- What is being asked: Your answer must be the records below repeated word for word, with no pictures in it.

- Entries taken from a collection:
================

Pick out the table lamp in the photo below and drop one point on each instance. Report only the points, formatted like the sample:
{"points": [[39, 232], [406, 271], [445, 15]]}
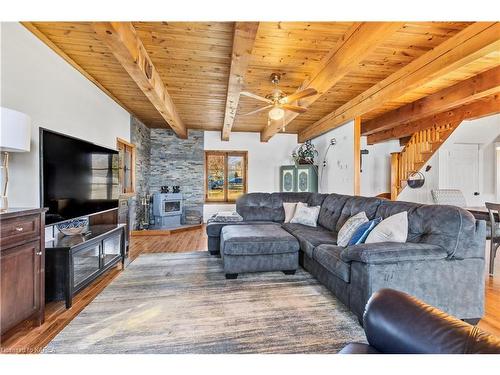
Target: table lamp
{"points": [[15, 136]]}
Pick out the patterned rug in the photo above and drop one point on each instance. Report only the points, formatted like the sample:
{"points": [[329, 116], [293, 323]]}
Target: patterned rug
{"points": [[182, 303]]}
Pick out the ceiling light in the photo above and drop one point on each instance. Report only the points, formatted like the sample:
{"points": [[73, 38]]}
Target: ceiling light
{"points": [[276, 113]]}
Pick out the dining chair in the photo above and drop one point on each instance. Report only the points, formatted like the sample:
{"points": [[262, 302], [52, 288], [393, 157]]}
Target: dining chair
{"points": [[452, 197], [493, 233]]}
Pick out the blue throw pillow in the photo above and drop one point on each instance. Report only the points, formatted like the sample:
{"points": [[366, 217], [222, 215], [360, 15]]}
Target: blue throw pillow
{"points": [[363, 231]]}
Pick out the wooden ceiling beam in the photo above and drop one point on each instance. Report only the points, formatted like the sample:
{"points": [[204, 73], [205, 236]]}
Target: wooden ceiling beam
{"points": [[127, 47], [356, 44], [243, 41], [480, 108], [472, 43], [464, 92], [35, 31]]}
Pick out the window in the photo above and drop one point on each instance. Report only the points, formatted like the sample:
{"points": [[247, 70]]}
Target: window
{"points": [[225, 175], [127, 166]]}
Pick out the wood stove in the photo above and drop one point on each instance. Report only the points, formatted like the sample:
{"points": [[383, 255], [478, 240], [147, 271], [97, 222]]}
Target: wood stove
{"points": [[167, 210]]}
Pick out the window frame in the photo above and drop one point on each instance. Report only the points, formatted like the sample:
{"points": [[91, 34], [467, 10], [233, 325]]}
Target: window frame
{"points": [[226, 154], [124, 146]]}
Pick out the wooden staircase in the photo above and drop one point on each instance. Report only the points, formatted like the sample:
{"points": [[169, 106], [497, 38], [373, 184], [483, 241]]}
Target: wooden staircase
{"points": [[416, 153]]}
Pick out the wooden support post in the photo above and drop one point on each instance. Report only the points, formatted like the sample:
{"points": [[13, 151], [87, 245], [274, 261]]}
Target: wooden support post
{"points": [[394, 175], [357, 156]]}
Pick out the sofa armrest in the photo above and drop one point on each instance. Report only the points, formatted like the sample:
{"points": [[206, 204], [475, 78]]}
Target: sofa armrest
{"points": [[390, 252]]}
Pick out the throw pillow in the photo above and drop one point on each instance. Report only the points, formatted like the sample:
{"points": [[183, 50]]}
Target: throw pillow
{"points": [[227, 217], [349, 227], [363, 231], [289, 210], [305, 215], [392, 229]]}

================

- Written answer:
Pick out the table lamp in the photo below and drop one point on each instance. Report only the points, formatted like the sample:
{"points": [[39, 232], [406, 271], [445, 15]]}
Target: table lamp
{"points": [[15, 136]]}
Pick out the patterned rug in the photo above and drop one point on each instance. Report only the points, formatted like the sample:
{"points": [[329, 116], [293, 323]]}
Target: patterned rug
{"points": [[182, 303]]}
Pick out the ceiling light in the photo above and drop one point on each instance. Report only the points, formatted like the sample:
{"points": [[73, 38]]}
Target: ceiling light
{"points": [[276, 113]]}
Pick out the dining chair in the photo above and drop one point on each instance. Report only the points, formatted like the sample:
{"points": [[262, 302], [52, 288], [393, 157]]}
Target: dining chair
{"points": [[452, 197], [493, 233]]}
Pick out the blue throw pillow in the photo above and drop one point on each instance. Report only the points, formatted like the sample:
{"points": [[366, 217], [222, 215], [360, 15]]}
Target: blue throw pillow
{"points": [[363, 231]]}
Pick out the wooden ceiling beam in the photo above and drop one point on each instance. Report only the points, formatted like the sample:
{"points": [[204, 73], [205, 236]]}
Target: wooden ceiling beam
{"points": [[127, 47], [356, 44], [243, 41], [480, 108], [472, 43], [464, 92], [35, 31]]}
Pick out the window in the photo above and drop one point on each instance. Report only the points, formatted like the sample:
{"points": [[247, 70]]}
Target: window
{"points": [[225, 175], [127, 166]]}
Pick out the wood stove in the photo above and drop one point on each instance. Report only the points, formatted like the sample:
{"points": [[383, 255], [478, 240], [147, 271], [97, 222]]}
Target: wood stove
{"points": [[167, 210]]}
Pick out the window frame in the photo above and drop one point on each instance. Report only the points, formatted like the sample:
{"points": [[91, 34], [467, 10], [233, 325]]}
Target: window frame
{"points": [[226, 154], [124, 146]]}
Pick out the wooden staircase in the photo above and drop one point on each instance. Report only the points, formatted like the sample:
{"points": [[169, 106], [497, 38], [373, 184], [483, 241]]}
Target: wooden staircase
{"points": [[416, 153]]}
Pick out the wooden support post in the photo above and drop one point on each instance. Report only the points, formatted like the sample:
{"points": [[13, 151], [87, 245], [274, 261]]}
Target: wooden support post
{"points": [[394, 175], [357, 156]]}
Pick out the sofa armrest in the photo above and drop one point on each instance. Report only the points, formatted like the sample:
{"points": [[206, 204], [475, 78]]}
Target: sofa armrest
{"points": [[390, 252]]}
Pick out the throw pillow in the photo above and drop one point on each instance. Report only the points, formatted like the sample:
{"points": [[183, 50]]}
Target: throw pillow
{"points": [[227, 217], [349, 227], [363, 231], [289, 210], [305, 215], [392, 229]]}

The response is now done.